• Data rows:
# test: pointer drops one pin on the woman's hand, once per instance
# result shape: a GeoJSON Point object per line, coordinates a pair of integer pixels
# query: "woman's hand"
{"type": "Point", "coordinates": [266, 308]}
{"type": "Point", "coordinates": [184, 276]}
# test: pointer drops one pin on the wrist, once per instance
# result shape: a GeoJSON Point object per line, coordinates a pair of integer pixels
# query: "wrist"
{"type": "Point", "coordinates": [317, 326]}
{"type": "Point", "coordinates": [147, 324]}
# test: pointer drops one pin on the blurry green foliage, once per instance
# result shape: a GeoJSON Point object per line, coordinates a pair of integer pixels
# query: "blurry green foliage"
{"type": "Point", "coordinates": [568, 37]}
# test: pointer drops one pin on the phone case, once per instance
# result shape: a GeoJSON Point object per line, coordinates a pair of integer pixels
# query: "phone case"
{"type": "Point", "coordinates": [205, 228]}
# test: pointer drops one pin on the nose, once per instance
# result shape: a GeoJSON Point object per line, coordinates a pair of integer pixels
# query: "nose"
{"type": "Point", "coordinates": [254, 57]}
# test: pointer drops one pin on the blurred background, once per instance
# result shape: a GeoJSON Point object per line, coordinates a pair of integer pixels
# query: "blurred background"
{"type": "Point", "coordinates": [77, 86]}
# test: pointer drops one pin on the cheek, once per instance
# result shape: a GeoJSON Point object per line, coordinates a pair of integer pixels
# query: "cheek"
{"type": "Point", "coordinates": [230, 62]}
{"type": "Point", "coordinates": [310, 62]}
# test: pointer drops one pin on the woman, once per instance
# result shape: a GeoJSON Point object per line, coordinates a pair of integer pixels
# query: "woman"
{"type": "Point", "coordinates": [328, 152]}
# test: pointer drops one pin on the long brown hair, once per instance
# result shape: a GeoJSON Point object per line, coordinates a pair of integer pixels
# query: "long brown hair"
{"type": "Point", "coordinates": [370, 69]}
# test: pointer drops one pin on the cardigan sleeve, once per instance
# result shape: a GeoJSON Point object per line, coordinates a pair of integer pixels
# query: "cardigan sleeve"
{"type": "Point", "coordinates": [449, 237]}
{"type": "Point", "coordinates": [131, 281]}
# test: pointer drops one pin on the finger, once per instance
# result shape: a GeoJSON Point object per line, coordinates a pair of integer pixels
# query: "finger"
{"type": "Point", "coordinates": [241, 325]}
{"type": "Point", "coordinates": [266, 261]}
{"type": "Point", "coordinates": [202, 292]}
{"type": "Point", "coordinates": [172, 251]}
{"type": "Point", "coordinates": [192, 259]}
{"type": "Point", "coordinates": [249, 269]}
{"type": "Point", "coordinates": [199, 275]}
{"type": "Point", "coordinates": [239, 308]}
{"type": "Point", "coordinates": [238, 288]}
--
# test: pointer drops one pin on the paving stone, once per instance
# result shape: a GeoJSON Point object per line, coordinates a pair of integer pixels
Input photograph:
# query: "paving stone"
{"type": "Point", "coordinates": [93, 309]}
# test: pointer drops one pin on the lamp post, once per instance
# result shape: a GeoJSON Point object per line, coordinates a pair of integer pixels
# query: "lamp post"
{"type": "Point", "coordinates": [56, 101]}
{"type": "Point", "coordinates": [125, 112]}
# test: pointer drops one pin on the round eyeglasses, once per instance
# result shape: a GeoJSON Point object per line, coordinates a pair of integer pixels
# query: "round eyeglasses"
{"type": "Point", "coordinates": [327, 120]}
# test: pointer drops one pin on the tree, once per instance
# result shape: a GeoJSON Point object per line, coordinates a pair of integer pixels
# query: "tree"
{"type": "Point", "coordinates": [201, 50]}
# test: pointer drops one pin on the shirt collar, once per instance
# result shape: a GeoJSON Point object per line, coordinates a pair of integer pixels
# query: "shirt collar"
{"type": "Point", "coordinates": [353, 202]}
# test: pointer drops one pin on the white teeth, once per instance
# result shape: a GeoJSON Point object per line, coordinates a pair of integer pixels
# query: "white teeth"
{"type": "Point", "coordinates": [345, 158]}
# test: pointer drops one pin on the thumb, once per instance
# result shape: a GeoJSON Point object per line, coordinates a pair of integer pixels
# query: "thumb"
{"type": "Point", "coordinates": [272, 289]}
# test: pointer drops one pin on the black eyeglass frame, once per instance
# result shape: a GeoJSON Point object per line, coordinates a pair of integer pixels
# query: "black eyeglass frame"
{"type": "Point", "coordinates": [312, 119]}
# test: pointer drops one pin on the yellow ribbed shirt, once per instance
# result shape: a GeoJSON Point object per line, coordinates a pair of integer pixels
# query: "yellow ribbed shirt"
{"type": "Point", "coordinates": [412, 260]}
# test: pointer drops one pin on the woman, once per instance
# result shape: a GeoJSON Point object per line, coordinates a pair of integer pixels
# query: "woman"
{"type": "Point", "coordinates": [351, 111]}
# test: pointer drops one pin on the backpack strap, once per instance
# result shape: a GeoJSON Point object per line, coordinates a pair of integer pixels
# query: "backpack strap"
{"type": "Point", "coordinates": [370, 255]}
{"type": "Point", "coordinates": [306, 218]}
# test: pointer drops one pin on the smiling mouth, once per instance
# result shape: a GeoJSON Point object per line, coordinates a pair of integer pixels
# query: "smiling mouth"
---
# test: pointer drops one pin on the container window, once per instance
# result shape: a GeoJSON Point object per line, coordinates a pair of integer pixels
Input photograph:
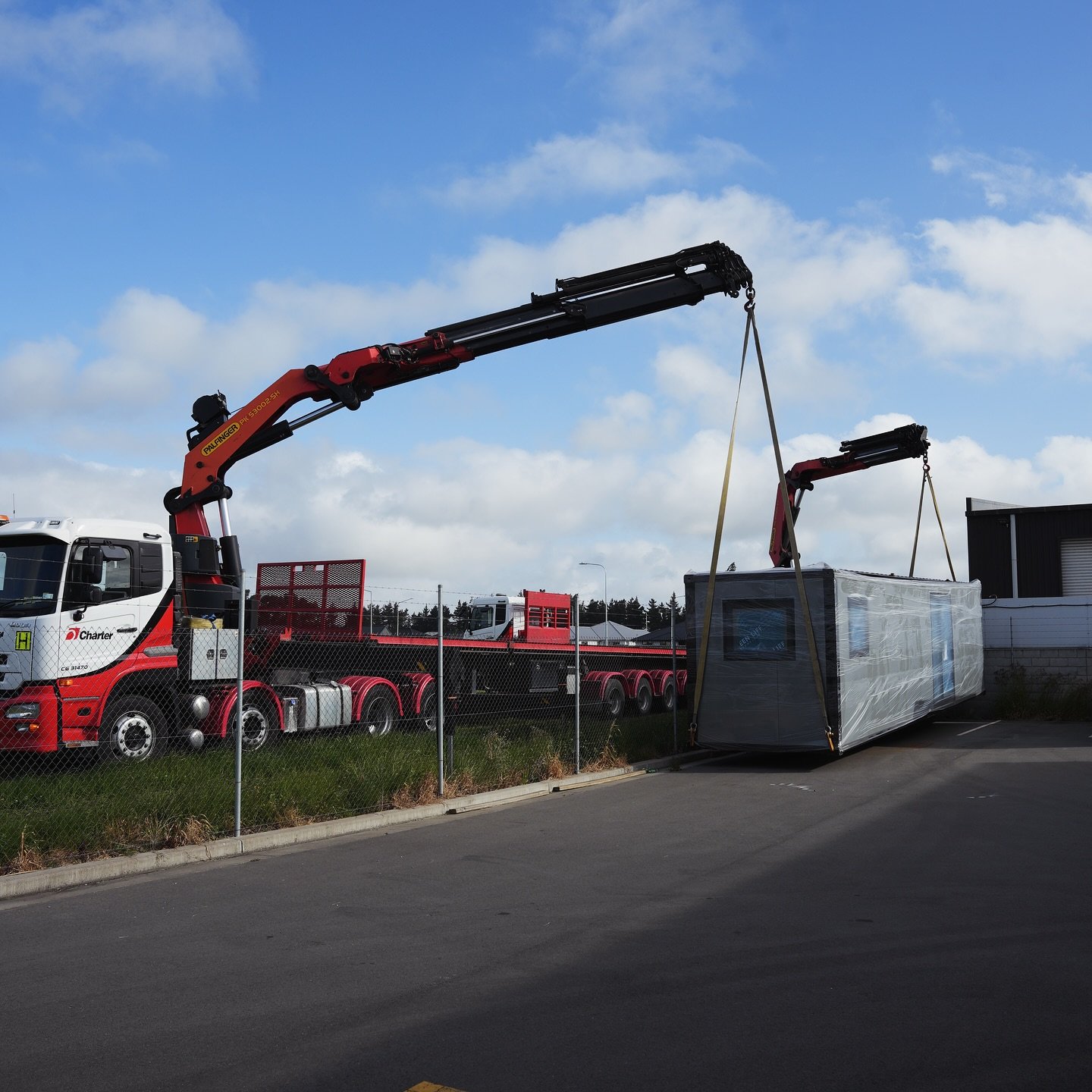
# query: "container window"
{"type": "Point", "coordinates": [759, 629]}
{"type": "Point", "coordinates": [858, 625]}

• What is being asked: Count the lines above that contain the word "smiling", treating uppercase and lowercase as different, and reply with the number alone.

• Result below: 2